* **Ausgewählter Abschnitt**:
========================
Nachdem immer neue Zeugenaussagen gegen Franz Murer im Justizministerium eintrafen stellte die Staatsanwaltschaft Graz schließlich im Mai 1961 den Antrag auf Wiederaufnahme des Verfahrens gemäß § 352 Abs 2 StPO im Umfange des Verfahrens vor der Einstellung im Jahre 1955[Anm18]. Die Antragstellung bezog sich jedoch nur mehr auf die Mordfälle, denen Franz Murer verdächtigt war, da zum damaligen Zeitpunkt bereits alle anderen Delikte wie Misshandlungen, Verletzungen der Menschenwürde entweder schon verjährt oder auf Grund der Aufhebung des KVG[Anm19] durch die NS-Amnestie 1957 nicht mehr angeklagt werden konnten.
========================
* **Ausgewählte Einträge**:

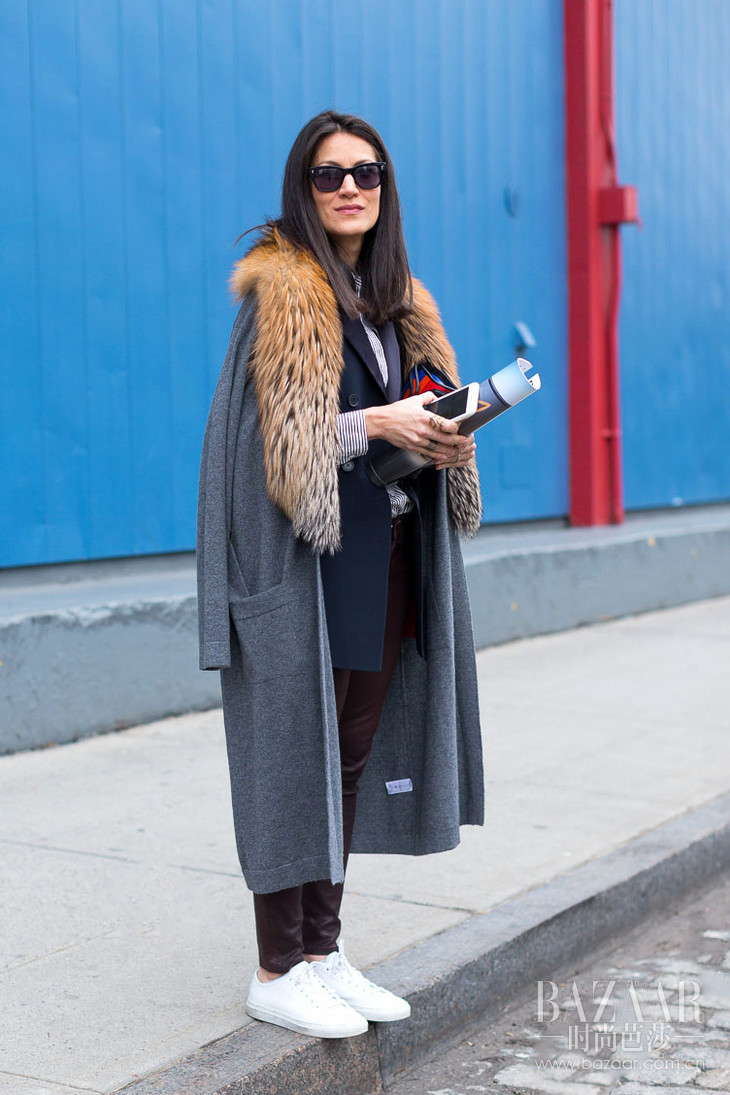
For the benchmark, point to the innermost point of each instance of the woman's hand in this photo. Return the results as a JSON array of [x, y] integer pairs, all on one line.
[[408, 425]]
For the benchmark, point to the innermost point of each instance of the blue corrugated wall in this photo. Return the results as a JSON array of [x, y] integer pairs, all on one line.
[[673, 123], [142, 137]]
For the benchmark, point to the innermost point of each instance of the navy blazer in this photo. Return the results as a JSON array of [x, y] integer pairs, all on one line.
[[355, 578]]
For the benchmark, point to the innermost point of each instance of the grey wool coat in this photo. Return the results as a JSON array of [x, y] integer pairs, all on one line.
========================
* **Ziele**:
1. Gib aus dem Abschnitt über das Verfahren gegen Franz Murer die Stelle wortgetreu wieder, beginnend bei „Nachdem immer neue“ und endend bei „angeklagt werden konnten.“.
2. Schreibe den Abschnitt über das Verfahren gegen Franz Murer nach seinem letzten Satz weiter.
Die Einträge spielen hierfür keine Rolle.

* **Die Antworten**:
1.
Nachdem immer neue Zeugenaussagen gegen Franz Murer im Justizministerium eintrafen stellte die Staatsanwaltschaft Graz schließlich im Mai 1961 den Antrag auf Wiederaufnahme des Verfahrens gemäß § 352 Abs 2 StPO im Umfange des Verfahrens vor der Einstellung im Jahre 1955[Anm18]. Die Antragstellung bezog sich jedoch nur mehr auf die Mordfälle, denen Franz Murer verdächtigt war, da zum damaligen Zeitpunkt bereits alle anderen Delikte wie Misshandlungen, Verletzungen der Menschenwürde entweder schon verjährt oder auf Grund der Aufhebung des KVG[Anm19] durch die NS-Amnestie 1957 nicht mehr angeklagt werden konnten.

2.
Zunächst wurde dem Antrag der Staatanwaltschaft durch die Ratskammer des Landesgerichtes für Strafsachen Graz im Mai 1961 stattgegeben. Nach Erhebung der Beschwerde[Anm20] gegen diesen Beschluß durch Franz Murer änderte das Oberlandesgericht Graz die Entscheidung der Ratskammer mit der Begründung ab, dass weder eine formlose Verfahrensfortsetzung noch eine formelle Wiederaufnahme zulässig wären, so dass der von der Staatsanwaltschaft erklärte Rücktritt von der Verfolgung endgültig wäre. Denn es sollte nicht der Laune des Staatsanwaltes überlassen werden, sich nach einem Rücktritt von der Verfolgung wieder zu überlegen, das inländische Gericht hätte vielleicht doch eine strengere Strafe als das ausländische Gericht verhängt[Anm21].
Die Staatsanwaltschaft hatte aufgrund der erfolgten Einstellung nur mehr die Möglichkeit, Franz Murer wegen jener Verbrechen anzuklagen, die der Staatsanwaltschaft 1955 noch nicht bekannt waren. So kam es, dass Franz Murer in den sechziger Jahren lediglich wegen später bekannt gewordener Einzelfälle, die allesamt die Ermordung von Juden aus Wilna betrafen, angeklagt[Anm22] werden konnte.
Wie bereits erwähnt, wurde Franz Murer in diesem Verfahren von den Geschworenen für nicht schuldig befunden und musste daher vom Gericht freigesprochen werden.


Anmerkungen


Anm. 1
LGS Graz, Vr 1811/62 – 375.


Anm. 2
LGS Graz, Vr 1811/62 – 329.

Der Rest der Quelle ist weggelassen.